### Goals
1: In the Spaceliner fender thread, where does the original poster say the front fender strut mounts?
2: Continue the Spaceliner fender thread from the point where it stops.

### Selected excerpt
- - - - -

# How Does The Front Fender Mount To A Spaceliner Springer?



## bairdco (Jun 15, 2016)

Got a men's spaceliner I want to put fenders on.

I see from pics the front fender strut mounts to the top bolts on the springer bracket.

How does the fender attach to the top, under the fork crown?

Pictures would be a big help. 

Thanks...


----------



## Evans200 (Jun 15, 2016)

Doubt this pic will help, bike isn't nearby to take close-ups, I'm on vacation. Be home tomorrow can take specific pics if you still need them.


----------



## mickeyc (Jun 15, 2016)

I have a good pair of Spaceliner fenders if you are in need.

Mike


----------



## bairdco (Jun 15, 2016)

Thanks, but I got some good ones, just haven't got around to putting them on yet.

The bike's not complete, so I'm building a custom for a custom-er.


----------



## bairdco (Jun 16, 2016)

Still looking for a pic. C'mon, I know there's a million spaceliners out there...


----------



## rideahiggins (Jun 17, 2016)

Look here.
http://www.ebay.com/itm/JC-Higgins-...D&orig_cvip=true&rt=nc&_trksid=p2047675.l2557


----------



## bairdco (Jun 17, 2016)

- - - - -

### Dataset
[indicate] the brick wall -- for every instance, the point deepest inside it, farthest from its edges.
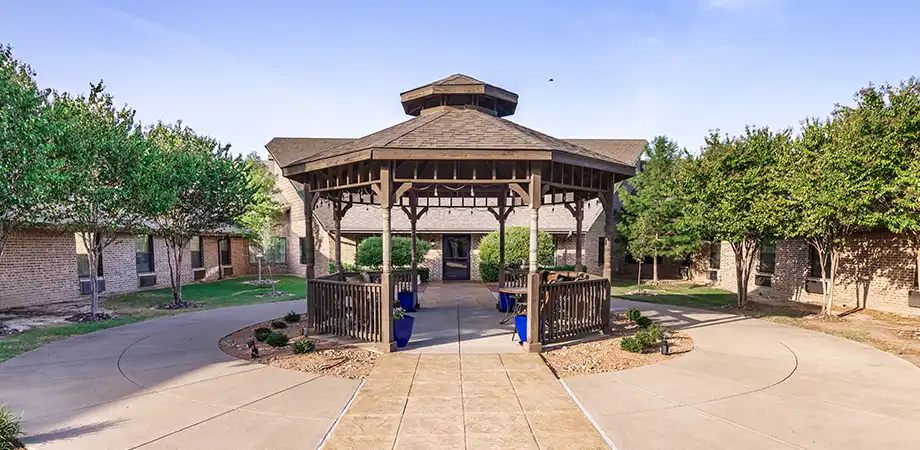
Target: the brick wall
(876, 272)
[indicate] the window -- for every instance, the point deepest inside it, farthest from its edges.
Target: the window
(224, 245)
(815, 263)
(600, 252)
(767, 258)
(276, 253)
(715, 255)
(303, 250)
(197, 255)
(143, 253)
(83, 258)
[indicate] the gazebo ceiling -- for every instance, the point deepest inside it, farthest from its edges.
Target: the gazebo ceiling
(458, 127)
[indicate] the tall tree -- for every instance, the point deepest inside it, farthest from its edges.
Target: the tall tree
(104, 152)
(260, 219)
(653, 217)
(888, 126)
(834, 186)
(197, 187)
(27, 166)
(739, 198)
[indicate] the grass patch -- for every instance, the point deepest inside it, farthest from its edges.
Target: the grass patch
(136, 307)
(218, 294)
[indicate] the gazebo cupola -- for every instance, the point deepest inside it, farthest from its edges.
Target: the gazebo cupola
(459, 91)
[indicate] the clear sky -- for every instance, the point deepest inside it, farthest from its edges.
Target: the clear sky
(246, 71)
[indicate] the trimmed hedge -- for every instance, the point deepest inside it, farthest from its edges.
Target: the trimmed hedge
(517, 250)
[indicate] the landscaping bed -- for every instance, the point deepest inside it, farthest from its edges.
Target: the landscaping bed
(606, 354)
(327, 358)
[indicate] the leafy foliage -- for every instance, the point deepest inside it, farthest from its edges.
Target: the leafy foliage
(370, 252)
(654, 220)
(303, 346)
(198, 187)
(28, 167)
(261, 333)
(10, 431)
(276, 339)
(517, 250)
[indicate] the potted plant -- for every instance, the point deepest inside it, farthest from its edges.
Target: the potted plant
(402, 326)
(406, 300)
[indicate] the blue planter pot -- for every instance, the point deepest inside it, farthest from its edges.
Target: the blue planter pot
(406, 301)
(505, 302)
(402, 330)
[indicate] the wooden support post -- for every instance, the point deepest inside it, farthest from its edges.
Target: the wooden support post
(309, 246)
(502, 198)
(413, 220)
(387, 342)
(533, 343)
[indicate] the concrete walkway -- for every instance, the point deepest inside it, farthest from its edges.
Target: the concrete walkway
(463, 401)
(166, 384)
(756, 385)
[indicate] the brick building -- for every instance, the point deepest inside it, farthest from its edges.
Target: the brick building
(44, 265)
(877, 271)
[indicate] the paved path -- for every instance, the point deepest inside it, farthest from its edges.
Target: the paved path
(756, 385)
(463, 401)
(166, 384)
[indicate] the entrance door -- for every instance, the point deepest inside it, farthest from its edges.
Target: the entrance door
(456, 264)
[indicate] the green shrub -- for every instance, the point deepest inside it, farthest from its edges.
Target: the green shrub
(276, 339)
(630, 344)
(517, 249)
(633, 314)
(261, 333)
(643, 321)
(303, 346)
(370, 252)
(656, 331)
(644, 338)
(10, 431)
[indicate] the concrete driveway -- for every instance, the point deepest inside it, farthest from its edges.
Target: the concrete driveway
(756, 385)
(166, 384)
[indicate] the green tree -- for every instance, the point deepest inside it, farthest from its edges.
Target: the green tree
(370, 252)
(739, 198)
(27, 166)
(197, 187)
(653, 214)
(104, 157)
(261, 218)
(517, 250)
(888, 121)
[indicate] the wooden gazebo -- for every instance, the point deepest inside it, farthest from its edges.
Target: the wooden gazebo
(457, 152)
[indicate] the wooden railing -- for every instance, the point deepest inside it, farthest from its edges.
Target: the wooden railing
(570, 309)
(345, 309)
(515, 278)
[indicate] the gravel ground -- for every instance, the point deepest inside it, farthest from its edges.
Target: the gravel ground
(329, 358)
(605, 355)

- - - - -

### Responses in order
1: To the top bolts on the springer bracket.

2:
So it just mounts solid to the underside of the steer tube. Ok. Guess it doesn't move much with the springer.


----------



## JMack (Aug 2, 2016)

mickeyc said:


> I have a good pair of Spaceliner fenders if you are in need.
> 
> Mike



COULD USE SPACELINER FENDERS, STILL HAVE THEM? THANKS, J.


----------



## mickeyc (Aug 2, 2016)

PM sent.

Mike


----------



## MaxGlide (Aug 7, 2016)

The fender moves with the frame and springer. make sure you put the bolts back together properly, with washers and everything or the springer will not flex properly.


----------



## Barry Carlisle (Sep 8, 2016)

The springer fender has a slot in it. If yours doesn't it will not fit right.


----------



## bairdco (Sep 8, 2016)

Thanks guys, i worked it out and bike's been sold.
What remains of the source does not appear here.